▶ _EXCERPTED PASSAGE_:
— start —

Docket No. 108.
July 30, 1930.
APPEAL from a judgment of the Superior Court of Imperial County. V.N. Thompson, Judge. Affirmed.
The facts are stated in the opinion of the court.
Utley Nuffer for Appellant.
Frank Birkhauser for Respondent.
This is an action on a contract of insurance. On or about June 10, 1927, at Brawley, California, the defendant insurance company, through its agent, issued a policy of fire insurance to F.N. Estrada, covering certain pool-hall fixtures and equipment. The property covered was destroyed by fire early in the morning of July 5, 1927. There is evidence that on that day Estrada notified the agents of the insurance company that the property had been destroyed by fire during the previous night. On July 7, 1927, one E.L. Thomas, an adjuster for said insurance company, arrived at Brawley, and was introduced to Estrada by the insurance agent, who handed to the adjuster a list of the fixtures and equipment insured, which list had been furnished the agent by the insured when the insurance was applied for. Thomas and Estrada went to the scene of the fire and, with the list of fixtures and equipment before them, checked over the debris. Estrada pointed out where each article had stood, and Thomas was able to check and locate all articles that had metal connected with them, including the billiard tables, which were identified by their slate beds. Thomas testified that on the morning of July 7, 1920, he requested Estrada to furnish evidence by affidavit showing ownership of the property, and from whom it was purchased. Estrada testified that this request was made on or about August 10, 1927, and the court has so found. The evidence further shows that Estrada secured such an affidavit on August 13, 1927, but the same was not presented to Thomas, or to the company, until the second week in September, 1927, and more than sixty days after the date of the fire. At that time Thomas refused to accept said affidavit, for the reason that the sixty-day period within which plaintiff must present his preliminary proof of loss, had expired. On September 26, 1927, a formal proof of loss was mailed to the insurance company. The insurance policy in question provides as follows:
"Within sixty days after the commencement of the fire the insured shall render to the company at its main office in California named herein preliminary proof of loss consisting of a written statement signed and sworn to by him setting forth: (a) his knowledge and belief as to the origin of the fire; (b) the interest of the insured and of all others in the property; (c) the cash value of the different articles or properties and the amount of loss thereon; (d) all encumbrances thereon; (e) all other insurance, whether valid or not, covering any of said articles or properties; (f) a copy of the descriptions and schedules in all other policies unless similar to this policy, and in that event, a statement as to the amounts for which the different articles or properties are insured in each of the other policies; (g) any change of title, use, occupation, location or possession of said property since the issuance of this policy; (h) by whom and for what purpose any building described, and the several parts thereof, were occupied at the time of the fire."

— end —

▶ _WHAT IS ASKED_: Resume the court opinion on the fire insurance claim above, carrying it on from the end of the quoted policy provision.

▶ _DATASET EXTRACT_:
— start —

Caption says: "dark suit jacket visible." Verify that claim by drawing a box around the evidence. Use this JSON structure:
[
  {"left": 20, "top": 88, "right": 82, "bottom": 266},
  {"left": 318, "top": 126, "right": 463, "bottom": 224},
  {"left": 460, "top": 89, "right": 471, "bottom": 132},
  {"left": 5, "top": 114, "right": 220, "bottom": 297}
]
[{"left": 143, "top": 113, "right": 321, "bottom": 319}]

— end —

▶ _EXERCISE ANSWER_:
 This action was brought, resulting in a judgment for the plaintiff, from which judgment the defendant has appealed. All of the questions raised on this appeal center about the question as to whether the failure of the plaintiff to make such preliminary proof of loss within sixty days from the date of the fire, was caused by the acts of the agents of the company; in other words, as to whether strict compliance with such provision of the policy has been waived. Appellant relies on such cases as White v. Home Mutual Ins. Co., 128 Cal. 131 [ 60 P. 666], which hold that such a provision must be complied with when no waiver of the same is alleged or proved. In the case just mentioned, the court said: "It will be borne in mind that no attempt is made by the pleader to set out facts constituting a waiver." But the rule is to the contrary when such a waiver is alleged or proved. In 14 Cal. Jur., page 576, the rule is thus stated:
"Any conduct on the part of the insurer which tends to create a belief in the mind of the claimant under the policy that notice need not be given or that proofs of loss will be unnecessary, operates as a waiver of a policy provision requiring such notice or proofs; . . . Thus proof of loss is waived by denial of liability, or by a statement by the adjuster that proofs are unnecessary and that the loss will be adjusted without them, or by a statement by the insurer's agent, after loss, that he would attend to giving notice, followed by the appearance of an adjuster, . . ."
"The policy contained the usual clause requiring the insured to furnish sworn proofs of loss within sixty days after the fire. This condition was not complied with, but the court found, following plaintiff's averment, that oral notice and proof were given by plaintiff within four days after the fire, and that the defendant then and there waived written notice and proof. There was evidence to the effect that, within the sixty days allowed for proofs, the plaintiff had an interview with one Layng, an adjuster for the company; that at this interview Layng and he went over the items of loss claimed in an effort to arrive at the value of the property destroyed, and that at this time Layng stated to plaintiff that the proof `ought to be sworn to, but it was not necessary.' . . . `He said it didn't make any difference, he would go ahead and settle just the same.' The plaintiff testified that he failed to make formal proofs because of these statements. At various times thereafter McCollough and Layng had discussions regarding the amount of loss, but no denial of liability was made by the company until more than sixty days had elapsed from the time of the fire."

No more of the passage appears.